• _EXERCISE GOAL_
Provide the material again, with every line intact and exact.

• _DATA PROVIDED_
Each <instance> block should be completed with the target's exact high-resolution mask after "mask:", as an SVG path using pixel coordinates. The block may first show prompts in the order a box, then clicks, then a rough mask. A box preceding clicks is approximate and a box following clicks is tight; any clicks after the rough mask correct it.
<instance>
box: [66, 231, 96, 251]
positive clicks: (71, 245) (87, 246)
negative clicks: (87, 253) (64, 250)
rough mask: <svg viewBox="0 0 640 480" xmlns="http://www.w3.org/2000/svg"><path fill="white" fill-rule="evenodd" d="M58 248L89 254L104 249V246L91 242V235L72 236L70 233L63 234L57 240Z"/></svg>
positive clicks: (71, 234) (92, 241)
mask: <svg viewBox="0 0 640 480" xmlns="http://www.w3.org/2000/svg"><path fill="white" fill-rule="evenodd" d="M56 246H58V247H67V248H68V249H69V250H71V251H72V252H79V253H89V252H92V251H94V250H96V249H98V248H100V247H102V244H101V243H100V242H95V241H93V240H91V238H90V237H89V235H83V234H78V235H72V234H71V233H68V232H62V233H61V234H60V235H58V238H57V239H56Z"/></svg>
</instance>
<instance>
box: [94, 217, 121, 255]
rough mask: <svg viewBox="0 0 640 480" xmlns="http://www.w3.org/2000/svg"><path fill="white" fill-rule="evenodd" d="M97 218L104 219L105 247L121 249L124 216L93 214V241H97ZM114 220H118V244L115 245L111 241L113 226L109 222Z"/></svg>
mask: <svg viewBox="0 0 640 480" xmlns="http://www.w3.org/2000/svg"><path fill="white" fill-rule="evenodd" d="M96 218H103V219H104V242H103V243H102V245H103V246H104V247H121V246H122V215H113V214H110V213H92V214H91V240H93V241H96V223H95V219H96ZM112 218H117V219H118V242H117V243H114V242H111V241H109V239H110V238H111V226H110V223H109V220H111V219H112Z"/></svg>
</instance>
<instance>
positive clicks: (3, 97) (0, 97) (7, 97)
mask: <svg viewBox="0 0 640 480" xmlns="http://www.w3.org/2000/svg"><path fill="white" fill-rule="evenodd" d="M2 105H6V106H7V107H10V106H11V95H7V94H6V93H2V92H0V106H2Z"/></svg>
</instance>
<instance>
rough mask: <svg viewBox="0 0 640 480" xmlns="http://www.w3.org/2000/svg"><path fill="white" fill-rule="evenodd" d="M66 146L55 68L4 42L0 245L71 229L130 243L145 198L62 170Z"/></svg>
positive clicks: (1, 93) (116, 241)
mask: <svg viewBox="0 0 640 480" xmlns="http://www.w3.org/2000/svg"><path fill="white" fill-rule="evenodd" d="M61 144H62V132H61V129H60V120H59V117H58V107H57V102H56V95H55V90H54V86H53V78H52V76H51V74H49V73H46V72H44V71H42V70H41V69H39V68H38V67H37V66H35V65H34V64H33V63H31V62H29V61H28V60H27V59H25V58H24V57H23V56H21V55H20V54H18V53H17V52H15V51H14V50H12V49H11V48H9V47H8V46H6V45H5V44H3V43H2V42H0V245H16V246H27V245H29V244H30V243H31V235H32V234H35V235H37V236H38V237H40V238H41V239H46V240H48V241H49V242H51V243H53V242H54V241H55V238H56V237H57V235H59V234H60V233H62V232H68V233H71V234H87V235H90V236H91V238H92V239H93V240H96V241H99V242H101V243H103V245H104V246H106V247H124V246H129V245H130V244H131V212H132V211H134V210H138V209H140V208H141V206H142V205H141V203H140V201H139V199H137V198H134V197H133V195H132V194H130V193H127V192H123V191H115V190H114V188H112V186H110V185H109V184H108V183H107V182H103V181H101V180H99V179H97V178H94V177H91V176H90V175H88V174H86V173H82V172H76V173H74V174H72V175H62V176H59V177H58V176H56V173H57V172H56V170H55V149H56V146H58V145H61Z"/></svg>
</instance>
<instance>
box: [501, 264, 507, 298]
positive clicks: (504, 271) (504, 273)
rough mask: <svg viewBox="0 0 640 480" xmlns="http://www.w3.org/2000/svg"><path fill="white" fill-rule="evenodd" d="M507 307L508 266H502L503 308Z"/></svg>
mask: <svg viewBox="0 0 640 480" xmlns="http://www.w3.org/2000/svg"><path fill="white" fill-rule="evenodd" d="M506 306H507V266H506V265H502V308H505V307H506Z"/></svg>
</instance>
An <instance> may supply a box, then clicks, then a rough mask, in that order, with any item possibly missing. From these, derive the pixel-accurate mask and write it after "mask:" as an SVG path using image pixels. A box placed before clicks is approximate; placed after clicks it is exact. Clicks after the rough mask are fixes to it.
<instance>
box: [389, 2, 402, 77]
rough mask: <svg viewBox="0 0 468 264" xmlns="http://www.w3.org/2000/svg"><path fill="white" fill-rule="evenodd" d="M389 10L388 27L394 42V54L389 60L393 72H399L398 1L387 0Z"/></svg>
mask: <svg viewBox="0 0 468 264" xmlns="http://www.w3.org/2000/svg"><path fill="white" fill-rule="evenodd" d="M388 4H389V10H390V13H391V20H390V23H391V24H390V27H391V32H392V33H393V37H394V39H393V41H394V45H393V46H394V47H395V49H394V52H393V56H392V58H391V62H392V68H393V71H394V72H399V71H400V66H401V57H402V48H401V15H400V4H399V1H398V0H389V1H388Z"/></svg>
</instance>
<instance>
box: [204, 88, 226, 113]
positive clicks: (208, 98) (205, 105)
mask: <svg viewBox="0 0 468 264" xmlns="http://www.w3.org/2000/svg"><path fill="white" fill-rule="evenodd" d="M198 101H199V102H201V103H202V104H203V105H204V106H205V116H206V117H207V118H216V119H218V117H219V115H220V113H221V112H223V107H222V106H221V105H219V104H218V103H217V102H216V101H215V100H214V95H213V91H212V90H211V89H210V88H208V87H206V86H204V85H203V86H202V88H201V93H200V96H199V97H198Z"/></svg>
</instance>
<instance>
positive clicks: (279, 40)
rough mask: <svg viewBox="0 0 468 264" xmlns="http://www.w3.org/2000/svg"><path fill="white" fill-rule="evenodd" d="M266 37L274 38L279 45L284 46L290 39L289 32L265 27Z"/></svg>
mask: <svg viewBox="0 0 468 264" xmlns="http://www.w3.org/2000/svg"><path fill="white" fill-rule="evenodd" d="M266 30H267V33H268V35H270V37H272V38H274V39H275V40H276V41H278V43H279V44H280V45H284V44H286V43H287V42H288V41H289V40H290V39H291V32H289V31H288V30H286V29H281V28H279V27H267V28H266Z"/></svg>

• _YOUR SOLUTION_
Each <instance> block should be completed with the target's exact high-resolution mask after "mask:", as an SVG path using pixel coordinates. The block may first show prompts in the order a box, then clicks, then a rough mask. A box preceding clicks is approximate and a box following clicks is tight; any clicks after the rough mask correct it.
<instance>
box: [66, 231, 96, 251]
positive clicks: (71, 245) (87, 246)
negative clicks: (87, 253) (64, 250)
rough mask: <svg viewBox="0 0 640 480" xmlns="http://www.w3.org/2000/svg"><path fill="white" fill-rule="evenodd" d="M58 248L89 254L104 249V246L91 242V235L72 236L70 233L63 234L57 240Z"/></svg>
positive clicks: (71, 234) (92, 241)
mask: <svg viewBox="0 0 640 480" xmlns="http://www.w3.org/2000/svg"><path fill="white" fill-rule="evenodd" d="M56 246H58V247H67V248H68V249H69V250H71V251H72V252H79V253H89V252H92V251H94V250H96V249H98V248H100V247H102V244H101V243H100V242H95V241H93V240H91V238H90V237H89V235H83V234H78V235H72V234H71V233H68V232H62V233H61V234H60V235H58V238H57V239H56Z"/></svg>
</instance>
<instance>
box: [94, 217, 121, 255]
rough mask: <svg viewBox="0 0 640 480" xmlns="http://www.w3.org/2000/svg"><path fill="white" fill-rule="evenodd" d="M97 218L104 219L105 247L121 249L124 216L93 214V241H97ZM114 220H118V244L115 245L111 241L113 226L109 222Z"/></svg>
mask: <svg viewBox="0 0 640 480" xmlns="http://www.w3.org/2000/svg"><path fill="white" fill-rule="evenodd" d="M96 218H103V219H104V242H103V243H102V245H103V246H104V247H121V246H122V215H113V214H110V213H92V214H91V240H93V241H96V223H95V219H96ZM112 218H117V219H118V242H117V243H114V242H111V241H109V239H110V238H111V226H110V223H109V220H111V219H112Z"/></svg>
</instance>
<instance>
positive clicks: (3, 97) (0, 97) (7, 97)
mask: <svg viewBox="0 0 640 480" xmlns="http://www.w3.org/2000/svg"><path fill="white" fill-rule="evenodd" d="M2 105H6V106H7V107H10V106H11V95H7V94H6V93H2V92H0V106H2Z"/></svg>
</instance>
<instance>
rough mask: <svg viewBox="0 0 640 480" xmlns="http://www.w3.org/2000/svg"><path fill="white" fill-rule="evenodd" d="M66 146L55 68L4 42L0 245L71 229L130 243L145 198L62 170Z"/></svg>
positive clicks: (1, 93) (116, 241)
mask: <svg viewBox="0 0 640 480" xmlns="http://www.w3.org/2000/svg"><path fill="white" fill-rule="evenodd" d="M61 144H62V132H61V129H60V120H59V117H58V107H57V102H56V95H55V90H54V86H53V78H52V76H51V74H49V73H46V72H44V71H42V70H41V69H39V68H38V67H37V66H35V65H34V64H33V63H31V62H29V61H28V60H27V59H25V58H24V57H23V56H21V55H20V54H18V53H17V52H15V51H14V50H12V49H11V48H9V47H8V46H6V45H5V44H3V43H2V42H0V245H16V246H27V245H29V244H30V243H31V235H32V234H35V235H37V236H38V237H40V238H41V239H46V240H48V241H49V242H51V243H53V242H54V241H55V238H56V237H57V235H59V234H60V233H62V232H68V233H71V234H87V235H90V236H91V238H92V239H93V240H96V241H99V242H101V243H103V245H104V246H106V247H124V246H129V245H130V244H131V212H132V211H134V210H138V209H140V208H141V206H142V205H141V203H140V201H139V199H137V198H134V197H133V195H132V194H130V193H127V192H123V191H115V190H114V188H112V186H110V185H109V184H108V183H107V182H103V181H101V180H99V179H97V178H94V177H91V176H90V175H88V174H86V173H82V172H76V173H74V174H72V175H62V176H59V177H58V176H56V173H57V172H56V170H55V149H56V146H58V145H61Z"/></svg>
</instance>
<instance>
box: [501, 264, 507, 298]
positive clicks: (504, 271) (504, 273)
rough mask: <svg viewBox="0 0 640 480" xmlns="http://www.w3.org/2000/svg"><path fill="white" fill-rule="evenodd" d="M507 307L508 266H502L503 308Z"/></svg>
mask: <svg viewBox="0 0 640 480" xmlns="http://www.w3.org/2000/svg"><path fill="white" fill-rule="evenodd" d="M506 306H507V266H506V265H502V308H505V307H506Z"/></svg>
</instance>
An <instance> may supply a box, then clicks, then a rough mask, in that order, with any item possibly missing. From these, derive the pixel-accurate mask and write it after "mask:" as an SVG path using image pixels. A box placed before clicks is approximate; placed after clicks it is exact. Clicks after the rough mask are fixes to it.
<instance>
box: [389, 2, 402, 77]
rough mask: <svg viewBox="0 0 468 264" xmlns="http://www.w3.org/2000/svg"><path fill="white" fill-rule="evenodd" d="M389 10L388 27L394 42V54L389 60L393 72H399L398 1L387 0Z"/></svg>
mask: <svg viewBox="0 0 468 264" xmlns="http://www.w3.org/2000/svg"><path fill="white" fill-rule="evenodd" d="M388 4H389V10H390V13H391V20H390V23H391V24H390V27H391V32H392V33H393V37H394V39H393V41H394V45H393V46H394V47H395V49H394V52H393V56H392V58H391V62H392V68H393V71H394V72H399V71H400V66H401V57H402V48H401V15H400V4H399V1H398V0H389V1H388Z"/></svg>
</instance>
<instance>
box: [204, 88, 226, 113]
positive clicks: (208, 98) (205, 105)
mask: <svg viewBox="0 0 468 264" xmlns="http://www.w3.org/2000/svg"><path fill="white" fill-rule="evenodd" d="M198 101H199V102H201V103H202V104H203V105H204V106H205V116H206V117H207V118H216V119H218V117H219V115H220V113H221V112H223V107H222V106H221V105H219V104H218V103H217V102H216V101H215V100H214V95H213V91H212V90H211V89H210V88H208V87H206V86H204V85H203V86H202V88H201V93H200V96H199V97H198Z"/></svg>
</instance>
<instance>
positive clicks: (279, 40)
rough mask: <svg viewBox="0 0 468 264" xmlns="http://www.w3.org/2000/svg"><path fill="white" fill-rule="evenodd" d="M266 37L274 38L279 45L284 46L290 39L289 32L265 27Z"/></svg>
mask: <svg viewBox="0 0 468 264" xmlns="http://www.w3.org/2000/svg"><path fill="white" fill-rule="evenodd" d="M266 30H267V33H268V35H270V37H272V38H274V39H275V40H276V41H278V43H279V44H280V45H284V44H286V43H287V42H288V41H289V40H290V39H291V32H289V31H288V30H286V29H281V28H279V27H267V28H266Z"/></svg>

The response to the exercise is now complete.